[Instructions to follow] In the article on the Salesforce outage below, how long did the outage last?

Salesforce down: What you can learn from this outage

May 20, 2019
Salesforce down: What you can learn from this outage

Everyone has bad days. Every company has been through some kind of outage due to a buggy database deployment. Even the best of the best, with highly trained staff, world-class best practices and well thought out processes, make mistakes. On Friday, May 17th, 2019 Salesforce.com had a bad day.

The company deployed a faulty database change script that broke permission settings in production. This meant that users suddenly obtained read and write access to restricted data. This opened the door for an unauthorized employee to steal or tamper with the company’s data. As a result, Salesforce needed to take large parts of their infrastructure down to find and properly fix the issue. The outage lasted 15 hours and 8 minutes. According to Gartner’s formula ($5600/minute), this outage cost approximately $5 million. Plus, since so many companies rely on Salesforce, it was a very visible and embarrassing outage. (It’s earned several hashtags, including  and .)

[Records supplied]

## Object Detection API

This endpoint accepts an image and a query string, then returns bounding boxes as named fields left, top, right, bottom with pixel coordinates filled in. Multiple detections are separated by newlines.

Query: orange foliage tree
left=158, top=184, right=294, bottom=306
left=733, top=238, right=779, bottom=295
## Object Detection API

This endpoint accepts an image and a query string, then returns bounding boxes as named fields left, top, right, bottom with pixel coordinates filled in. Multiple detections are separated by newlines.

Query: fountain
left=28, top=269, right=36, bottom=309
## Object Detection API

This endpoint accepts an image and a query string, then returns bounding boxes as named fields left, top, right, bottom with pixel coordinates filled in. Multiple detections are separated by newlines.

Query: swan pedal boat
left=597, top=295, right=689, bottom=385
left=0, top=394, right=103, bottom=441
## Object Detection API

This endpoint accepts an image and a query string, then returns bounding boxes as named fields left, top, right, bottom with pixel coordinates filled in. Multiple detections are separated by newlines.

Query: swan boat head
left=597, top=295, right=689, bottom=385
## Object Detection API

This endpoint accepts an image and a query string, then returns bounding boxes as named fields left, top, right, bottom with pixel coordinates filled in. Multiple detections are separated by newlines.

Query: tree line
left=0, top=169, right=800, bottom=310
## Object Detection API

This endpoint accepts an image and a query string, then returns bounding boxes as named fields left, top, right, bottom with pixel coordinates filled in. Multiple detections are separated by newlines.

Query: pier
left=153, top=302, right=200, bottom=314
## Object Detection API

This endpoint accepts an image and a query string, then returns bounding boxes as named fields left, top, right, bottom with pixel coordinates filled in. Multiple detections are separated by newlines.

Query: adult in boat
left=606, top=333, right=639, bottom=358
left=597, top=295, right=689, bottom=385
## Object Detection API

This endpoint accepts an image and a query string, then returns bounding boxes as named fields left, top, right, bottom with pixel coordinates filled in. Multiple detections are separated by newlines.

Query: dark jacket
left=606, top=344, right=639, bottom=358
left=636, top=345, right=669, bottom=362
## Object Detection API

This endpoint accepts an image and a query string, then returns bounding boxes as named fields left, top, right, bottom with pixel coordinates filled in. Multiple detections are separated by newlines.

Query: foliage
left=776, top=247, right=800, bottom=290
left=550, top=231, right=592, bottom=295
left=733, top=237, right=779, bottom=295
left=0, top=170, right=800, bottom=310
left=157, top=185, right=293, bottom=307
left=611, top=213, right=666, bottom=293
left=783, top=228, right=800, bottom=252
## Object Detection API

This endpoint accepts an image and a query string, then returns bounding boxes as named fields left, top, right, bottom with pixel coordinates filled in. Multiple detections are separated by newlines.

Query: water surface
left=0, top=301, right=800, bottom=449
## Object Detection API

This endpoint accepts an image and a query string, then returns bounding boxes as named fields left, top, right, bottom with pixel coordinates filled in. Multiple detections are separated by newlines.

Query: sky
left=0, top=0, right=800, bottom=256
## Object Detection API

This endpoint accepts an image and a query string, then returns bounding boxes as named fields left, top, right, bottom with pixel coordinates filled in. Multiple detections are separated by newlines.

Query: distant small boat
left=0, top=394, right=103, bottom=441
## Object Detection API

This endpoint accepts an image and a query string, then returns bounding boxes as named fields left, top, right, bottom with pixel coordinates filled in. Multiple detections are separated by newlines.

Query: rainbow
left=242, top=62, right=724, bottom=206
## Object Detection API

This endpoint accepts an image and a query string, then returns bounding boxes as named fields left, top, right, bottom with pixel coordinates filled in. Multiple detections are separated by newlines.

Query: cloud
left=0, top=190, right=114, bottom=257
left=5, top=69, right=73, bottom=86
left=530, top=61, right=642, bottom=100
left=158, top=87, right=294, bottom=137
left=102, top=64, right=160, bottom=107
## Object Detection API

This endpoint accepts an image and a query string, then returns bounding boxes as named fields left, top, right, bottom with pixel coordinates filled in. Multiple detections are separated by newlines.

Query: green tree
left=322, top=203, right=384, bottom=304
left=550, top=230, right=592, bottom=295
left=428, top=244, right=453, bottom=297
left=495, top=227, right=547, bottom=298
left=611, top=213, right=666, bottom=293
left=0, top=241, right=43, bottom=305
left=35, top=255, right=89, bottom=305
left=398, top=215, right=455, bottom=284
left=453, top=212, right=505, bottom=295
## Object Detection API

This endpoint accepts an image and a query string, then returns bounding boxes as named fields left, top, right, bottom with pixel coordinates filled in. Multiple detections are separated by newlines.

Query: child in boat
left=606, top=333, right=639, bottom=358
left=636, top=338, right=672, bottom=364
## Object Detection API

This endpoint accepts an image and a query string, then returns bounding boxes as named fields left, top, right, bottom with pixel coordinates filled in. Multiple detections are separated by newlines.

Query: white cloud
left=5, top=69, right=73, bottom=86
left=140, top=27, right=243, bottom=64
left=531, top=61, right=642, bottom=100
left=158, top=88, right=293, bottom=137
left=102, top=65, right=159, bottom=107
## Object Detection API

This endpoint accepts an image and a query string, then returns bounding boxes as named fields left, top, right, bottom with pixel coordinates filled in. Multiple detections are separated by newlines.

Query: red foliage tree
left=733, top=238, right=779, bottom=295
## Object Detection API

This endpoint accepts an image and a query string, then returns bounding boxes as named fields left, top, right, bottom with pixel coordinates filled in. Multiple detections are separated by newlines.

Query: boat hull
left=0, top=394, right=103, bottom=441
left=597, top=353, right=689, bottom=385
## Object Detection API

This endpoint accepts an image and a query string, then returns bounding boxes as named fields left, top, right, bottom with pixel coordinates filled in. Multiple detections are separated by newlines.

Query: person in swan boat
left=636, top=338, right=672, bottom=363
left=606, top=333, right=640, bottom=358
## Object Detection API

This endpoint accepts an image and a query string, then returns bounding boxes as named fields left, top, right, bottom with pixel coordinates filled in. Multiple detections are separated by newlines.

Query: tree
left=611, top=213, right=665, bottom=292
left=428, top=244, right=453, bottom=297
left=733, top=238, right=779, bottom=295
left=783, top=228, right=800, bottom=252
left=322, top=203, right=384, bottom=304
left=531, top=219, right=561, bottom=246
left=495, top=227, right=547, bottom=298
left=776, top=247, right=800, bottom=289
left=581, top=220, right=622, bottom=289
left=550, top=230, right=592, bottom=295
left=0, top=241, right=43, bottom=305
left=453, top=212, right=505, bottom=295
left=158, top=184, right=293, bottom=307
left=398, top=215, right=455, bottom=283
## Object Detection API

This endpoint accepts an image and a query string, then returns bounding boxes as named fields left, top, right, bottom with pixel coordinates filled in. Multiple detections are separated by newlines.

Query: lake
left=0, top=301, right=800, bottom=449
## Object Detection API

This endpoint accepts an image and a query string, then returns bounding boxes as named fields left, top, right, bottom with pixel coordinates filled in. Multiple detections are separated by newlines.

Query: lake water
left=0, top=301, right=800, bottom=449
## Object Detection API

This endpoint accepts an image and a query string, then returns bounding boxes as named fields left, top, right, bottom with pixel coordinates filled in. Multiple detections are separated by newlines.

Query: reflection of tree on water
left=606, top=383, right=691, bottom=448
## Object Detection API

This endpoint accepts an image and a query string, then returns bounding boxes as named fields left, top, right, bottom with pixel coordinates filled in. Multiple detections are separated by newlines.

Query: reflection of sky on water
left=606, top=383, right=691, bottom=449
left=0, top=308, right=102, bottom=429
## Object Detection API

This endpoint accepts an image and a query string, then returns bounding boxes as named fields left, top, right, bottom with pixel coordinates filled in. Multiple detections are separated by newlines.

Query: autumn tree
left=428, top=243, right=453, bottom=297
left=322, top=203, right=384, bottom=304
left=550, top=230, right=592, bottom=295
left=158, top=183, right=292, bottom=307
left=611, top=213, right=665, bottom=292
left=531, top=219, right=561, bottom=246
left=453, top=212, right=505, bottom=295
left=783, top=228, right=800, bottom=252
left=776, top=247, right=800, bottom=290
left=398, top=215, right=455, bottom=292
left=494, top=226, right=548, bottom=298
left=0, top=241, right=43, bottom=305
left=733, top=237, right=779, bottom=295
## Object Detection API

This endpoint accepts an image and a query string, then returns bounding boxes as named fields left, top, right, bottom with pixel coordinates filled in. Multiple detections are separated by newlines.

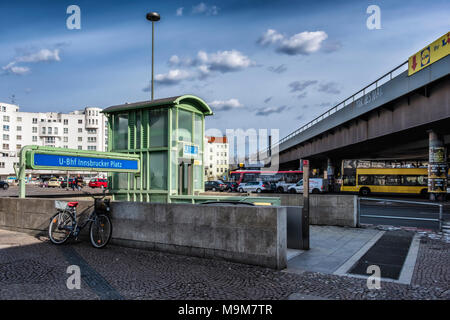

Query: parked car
left=0, top=181, right=9, bottom=190
left=47, top=178, right=61, bottom=188
left=276, top=181, right=295, bottom=193
left=238, top=181, right=272, bottom=193
left=205, top=181, right=226, bottom=191
left=224, top=181, right=238, bottom=192
left=289, top=178, right=328, bottom=194
left=89, top=178, right=108, bottom=189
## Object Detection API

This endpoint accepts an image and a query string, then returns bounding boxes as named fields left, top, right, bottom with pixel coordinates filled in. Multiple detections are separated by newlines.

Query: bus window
left=386, top=175, right=402, bottom=186
left=342, top=176, right=356, bottom=187
left=373, top=175, right=386, bottom=186
left=358, top=174, right=373, bottom=186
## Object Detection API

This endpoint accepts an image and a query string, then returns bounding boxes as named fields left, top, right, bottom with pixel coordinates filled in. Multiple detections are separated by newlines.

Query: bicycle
left=48, top=190, right=112, bottom=249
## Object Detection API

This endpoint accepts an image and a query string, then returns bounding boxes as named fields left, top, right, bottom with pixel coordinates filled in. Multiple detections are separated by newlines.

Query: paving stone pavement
left=0, top=230, right=450, bottom=300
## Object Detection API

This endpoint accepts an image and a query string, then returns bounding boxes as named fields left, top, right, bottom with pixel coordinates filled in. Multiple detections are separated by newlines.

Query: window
left=113, top=113, right=128, bottom=150
left=149, top=109, right=168, bottom=147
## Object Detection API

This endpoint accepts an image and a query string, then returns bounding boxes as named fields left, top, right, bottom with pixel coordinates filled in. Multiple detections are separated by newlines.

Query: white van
left=288, top=178, right=328, bottom=193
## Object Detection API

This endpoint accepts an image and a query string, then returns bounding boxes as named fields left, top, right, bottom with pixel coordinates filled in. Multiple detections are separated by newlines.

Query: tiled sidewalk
left=0, top=227, right=450, bottom=300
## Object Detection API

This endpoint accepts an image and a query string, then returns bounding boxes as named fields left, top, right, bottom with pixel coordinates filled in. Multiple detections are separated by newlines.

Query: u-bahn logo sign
left=31, top=152, right=139, bottom=172
left=408, top=32, right=450, bottom=76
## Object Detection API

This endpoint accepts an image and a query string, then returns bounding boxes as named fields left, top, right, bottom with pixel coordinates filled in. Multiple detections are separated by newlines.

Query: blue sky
left=0, top=0, right=450, bottom=137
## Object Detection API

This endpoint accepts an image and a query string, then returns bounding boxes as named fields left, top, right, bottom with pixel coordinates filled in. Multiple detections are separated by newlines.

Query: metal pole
left=152, top=21, right=155, bottom=100
left=302, top=160, right=309, bottom=250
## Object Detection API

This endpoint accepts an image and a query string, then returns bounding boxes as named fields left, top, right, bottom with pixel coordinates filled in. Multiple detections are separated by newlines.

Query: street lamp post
left=147, top=12, right=161, bottom=100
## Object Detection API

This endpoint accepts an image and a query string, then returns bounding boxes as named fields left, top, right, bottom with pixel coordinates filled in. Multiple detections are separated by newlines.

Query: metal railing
left=265, top=61, right=408, bottom=153
left=357, top=197, right=444, bottom=231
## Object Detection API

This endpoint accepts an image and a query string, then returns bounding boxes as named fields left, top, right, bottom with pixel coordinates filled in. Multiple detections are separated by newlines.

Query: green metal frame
left=14, top=145, right=141, bottom=198
left=103, top=95, right=212, bottom=203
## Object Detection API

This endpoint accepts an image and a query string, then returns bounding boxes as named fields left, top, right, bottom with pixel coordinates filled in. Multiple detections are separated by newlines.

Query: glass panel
left=150, top=109, right=167, bottom=147
left=194, top=113, right=203, bottom=150
left=172, top=109, right=177, bottom=147
left=194, top=166, right=202, bottom=189
left=171, top=151, right=178, bottom=190
left=150, top=151, right=167, bottom=190
left=178, top=109, right=192, bottom=142
left=135, top=111, right=142, bottom=149
left=113, top=113, right=128, bottom=150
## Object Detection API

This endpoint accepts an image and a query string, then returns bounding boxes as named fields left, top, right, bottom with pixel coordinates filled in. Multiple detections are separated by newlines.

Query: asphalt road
left=360, top=199, right=450, bottom=230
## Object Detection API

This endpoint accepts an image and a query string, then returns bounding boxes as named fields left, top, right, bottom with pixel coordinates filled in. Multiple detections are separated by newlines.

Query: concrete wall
left=0, top=198, right=286, bottom=269
left=252, top=193, right=358, bottom=227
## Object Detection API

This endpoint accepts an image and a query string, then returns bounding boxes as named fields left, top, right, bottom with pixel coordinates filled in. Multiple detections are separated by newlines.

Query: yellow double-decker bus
left=341, top=168, right=428, bottom=196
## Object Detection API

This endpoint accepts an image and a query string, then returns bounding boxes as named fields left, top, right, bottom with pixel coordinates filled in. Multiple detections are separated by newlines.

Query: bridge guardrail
left=357, top=197, right=444, bottom=232
left=265, top=61, right=408, bottom=153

[Response below] 15 hours and 8 minutes.